BEGIN MATERIALS PROVIDED
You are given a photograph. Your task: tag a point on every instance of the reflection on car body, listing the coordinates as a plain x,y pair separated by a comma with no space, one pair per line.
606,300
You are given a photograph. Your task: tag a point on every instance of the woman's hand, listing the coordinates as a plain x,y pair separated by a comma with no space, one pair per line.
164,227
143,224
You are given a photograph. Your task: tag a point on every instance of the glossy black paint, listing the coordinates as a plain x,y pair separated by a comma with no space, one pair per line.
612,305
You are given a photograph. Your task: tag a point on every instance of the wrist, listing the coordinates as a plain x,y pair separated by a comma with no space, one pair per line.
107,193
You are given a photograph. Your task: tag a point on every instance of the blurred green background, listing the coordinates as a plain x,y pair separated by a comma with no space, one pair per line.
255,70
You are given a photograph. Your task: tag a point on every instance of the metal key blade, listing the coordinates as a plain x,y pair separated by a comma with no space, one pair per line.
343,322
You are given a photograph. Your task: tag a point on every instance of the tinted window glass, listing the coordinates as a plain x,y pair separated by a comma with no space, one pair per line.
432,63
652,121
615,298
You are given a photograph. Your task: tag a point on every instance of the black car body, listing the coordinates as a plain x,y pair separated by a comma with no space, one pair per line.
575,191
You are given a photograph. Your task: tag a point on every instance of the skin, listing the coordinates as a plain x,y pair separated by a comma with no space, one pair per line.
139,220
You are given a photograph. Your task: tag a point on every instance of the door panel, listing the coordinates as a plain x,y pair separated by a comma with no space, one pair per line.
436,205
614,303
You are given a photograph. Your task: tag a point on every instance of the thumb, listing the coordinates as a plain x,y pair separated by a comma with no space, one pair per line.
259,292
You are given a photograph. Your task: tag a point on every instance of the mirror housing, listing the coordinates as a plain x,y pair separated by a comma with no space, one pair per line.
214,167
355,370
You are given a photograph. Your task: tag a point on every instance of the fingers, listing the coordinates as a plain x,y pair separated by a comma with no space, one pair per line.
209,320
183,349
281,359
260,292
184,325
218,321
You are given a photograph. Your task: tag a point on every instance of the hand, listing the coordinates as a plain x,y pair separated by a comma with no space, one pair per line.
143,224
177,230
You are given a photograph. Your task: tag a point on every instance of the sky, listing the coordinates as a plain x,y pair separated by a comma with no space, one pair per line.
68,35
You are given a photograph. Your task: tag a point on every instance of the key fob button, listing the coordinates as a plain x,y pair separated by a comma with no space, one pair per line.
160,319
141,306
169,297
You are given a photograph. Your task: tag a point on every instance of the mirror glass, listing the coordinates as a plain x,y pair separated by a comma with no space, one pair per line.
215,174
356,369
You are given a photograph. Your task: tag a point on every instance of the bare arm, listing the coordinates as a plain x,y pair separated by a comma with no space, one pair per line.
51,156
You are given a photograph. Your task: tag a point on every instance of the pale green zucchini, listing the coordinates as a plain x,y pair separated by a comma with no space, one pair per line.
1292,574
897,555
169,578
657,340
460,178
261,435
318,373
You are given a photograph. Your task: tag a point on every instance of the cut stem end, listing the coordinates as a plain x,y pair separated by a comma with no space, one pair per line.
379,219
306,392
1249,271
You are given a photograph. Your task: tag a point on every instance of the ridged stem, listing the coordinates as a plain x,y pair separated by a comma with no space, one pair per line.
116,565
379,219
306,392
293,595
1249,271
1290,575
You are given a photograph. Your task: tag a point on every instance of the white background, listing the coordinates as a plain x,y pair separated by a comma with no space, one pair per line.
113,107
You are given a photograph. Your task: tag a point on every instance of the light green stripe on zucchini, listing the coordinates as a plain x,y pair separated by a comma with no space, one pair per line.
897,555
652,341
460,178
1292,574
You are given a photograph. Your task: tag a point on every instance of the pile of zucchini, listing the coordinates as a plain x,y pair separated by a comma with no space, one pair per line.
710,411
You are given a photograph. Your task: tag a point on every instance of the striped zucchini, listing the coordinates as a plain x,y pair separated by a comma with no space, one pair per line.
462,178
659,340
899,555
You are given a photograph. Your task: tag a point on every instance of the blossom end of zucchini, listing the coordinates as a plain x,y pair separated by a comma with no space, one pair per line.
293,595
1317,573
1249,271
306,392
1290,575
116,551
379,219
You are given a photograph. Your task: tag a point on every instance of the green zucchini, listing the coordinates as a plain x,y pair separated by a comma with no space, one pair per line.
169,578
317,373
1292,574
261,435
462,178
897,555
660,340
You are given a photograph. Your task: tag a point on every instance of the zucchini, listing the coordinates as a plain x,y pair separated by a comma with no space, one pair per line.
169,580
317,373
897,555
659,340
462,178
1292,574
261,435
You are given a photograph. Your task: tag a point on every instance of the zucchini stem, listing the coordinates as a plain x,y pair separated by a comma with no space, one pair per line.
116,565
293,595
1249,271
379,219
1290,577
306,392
END MATERIALS PROVIDED
WHAT IS EXPECTED: The entire listing is to be printed once more, word for word.

WRITTEN RESPONSE:
You are given a photograph. Your task: tag a point on every instance of the reflection on car body, listing the coordinates as a plain x,y pair separated by a comma with no space, one pair per line.
606,300
You are given a photograph. Your task: tag a point on every instance of the woman's hand, listing the coordinates as a plain x,y pair separated by a comma with no space, one pair per line.
164,227
143,224
You are given a photograph. Your task: tag a point on every instance of the glossy black paint, listing the coordinates as a plain x,y pair separated by a comma with no space, one pair per line.
612,305
You are given a photograph. Your task: tag a point on every instance of the wrist, listing the coordinates as a plain x,y pair separated by a comma with no space, one pair per line.
107,193
You are given a photograph. Your task: tag a point on every instance of the blurred green background, listing the coordinates as a plain x,y pair separated by a comma with no space, one pair per line.
255,70
You are given a photograph. Your task: tag a point on every instance of the metal key blade, listing the coordinates as a plain x,y pair separated by a comma with no space, one pair per line.
343,322
You are given a photograph. Your task: tag a point on every instance of the tinted window glass, listing the coordinates as a plain x,y pair separated by a comma with no space, one pair per line.
432,63
652,121
615,298
You are given a photograph. Your task: tag a point on every instance of the black car body, listing the coordinates as a plain x,y pair separated by a comma with no space, one pair per line.
575,191
You are given a photograph. Your task: tag a point on every instance of the skin, listing the coordinates as a plain x,y pair separated by a comma with no space, one pair per line.
139,220
You are given a photograph. Your task: tag a point on every instance of the door panel, listing the coordinates as a plain x,y pair separated by a comma with no space, one pair per line.
436,205
614,303
You are given a photograph. Your task: tag a point on every instance of the thumb, listing the coordinates as a plain x,y pair separated by a comma with no space, one pair per line.
259,292
You are given a photograph. Your task: tag a point on every instance of the mirror housing, listing the coordinates as a plain x,y pair separated by a comma with no space, one pair per line.
214,167
355,370
You are given a photograph. Your task: tag a point on every instance of the fingers, listing the coordinates as a plain x,y pair separated by a comma with no space, one pair per line.
209,320
183,349
281,359
260,292
184,325
218,321
You are given a photograph. Your task: tag a point on every instance of the hand, listing the coordinates as a plain x,y pair separated by a comma with no space, one pair per line.
143,224
177,230
You are given a photograph. Your task: tag a point on every instance of the sky, listing the coordinates as a plain x,y pair separated by a comma with no space, one pair per line.
68,35
You are given a photograph. Your task: tag a point on every instance of the key fob button, listing the coordinates as a plain x,y pair separated by a comma with no space, one pair per line.
160,319
141,306
169,297
You are given a photograph. Your task: tag a point on every instance of the mirror glass, listing the coordinates as a plain x,y pair separated by a comma with no space, one pair per line.
215,174
356,369
You are given a photograph. Your task: tag a point on every instance of the bare arm, listing the coordinates as a plain x,y pair separated by a comma with no space, one pair per line.
51,156
You are given a photograph. Your task: tag a point on every instance of the pale green zucchini, listing the coordinates as a plain x,y pair separated by a comma with no space, one pair per line.
1292,574
897,555
169,578
657,340
460,178
261,435
318,373
You are given a photograph. Your task: tag a point on every instance of the cut stem end, listing the coordinates as a plain x,y pair separated by a comma with no space, one pair per line.
379,219
306,392
1249,271
You are given a photograph. Your task: tag a point on every instance of the ridged stem, listing the coordinates as a plain x,y pair separated by a comma with no space, one pair per line.
116,565
379,219
306,392
293,595
1249,271
1290,575
You are given a photograph. Your task: tag a point on every instance of the white background, listing the coordinates as a plain x,y pair separated by a comma with no space, one pair per line.
113,107
You are given a photograph. Your task: tag a point on every instance of the light green stripe on zucchini, listing the coordinates as a plain x,y pair separated by a comma with no space, one pair per line.
897,555
652,341
460,178
1292,574
You are given a photograph. Your task: tag a point on every instance of the pile of zucchini, listing the coordinates as a plain x,y pair separated by a comma with no space, one pair per line.
710,411
You are given a photograph. Your task: tag a point on every instance of the striped zucchini, listing the coordinates as a plain x,y pair separated by a comma with no space, one pair per line.
462,178
659,340
899,555
You are given a photograph. Your task: tag a point on every instance of the blossom end of zucchini, listing the coordinates as a plain x,y pair separated by a comma with no space, one pair per line.
293,595
1317,573
1249,271
306,392
1290,575
116,551
379,219
You are given a photograph. Your task: tag a point on every instance of the green zucchini, listing the coordinates as a plain x,y pair separated by a comma with no space, one pair per line.
169,578
317,373
1292,574
261,435
462,178
897,555
660,340
You are given a photograph. Your task: tag a point on every instance of the zucchini, listing the coordinates as a plain x,y pair separated by a comma with no space, one pair per line.
169,580
317,373
897,555
659,340
462,178
1292,574
261,435
You are given a photograph. Your task: tag a point on every instance of the zucchini stem, listing the coordinates as a plain x,y pair separated by a comma with no space, one pair per line.
116,565
293,595
1249,271
379,219
1290,577
306,392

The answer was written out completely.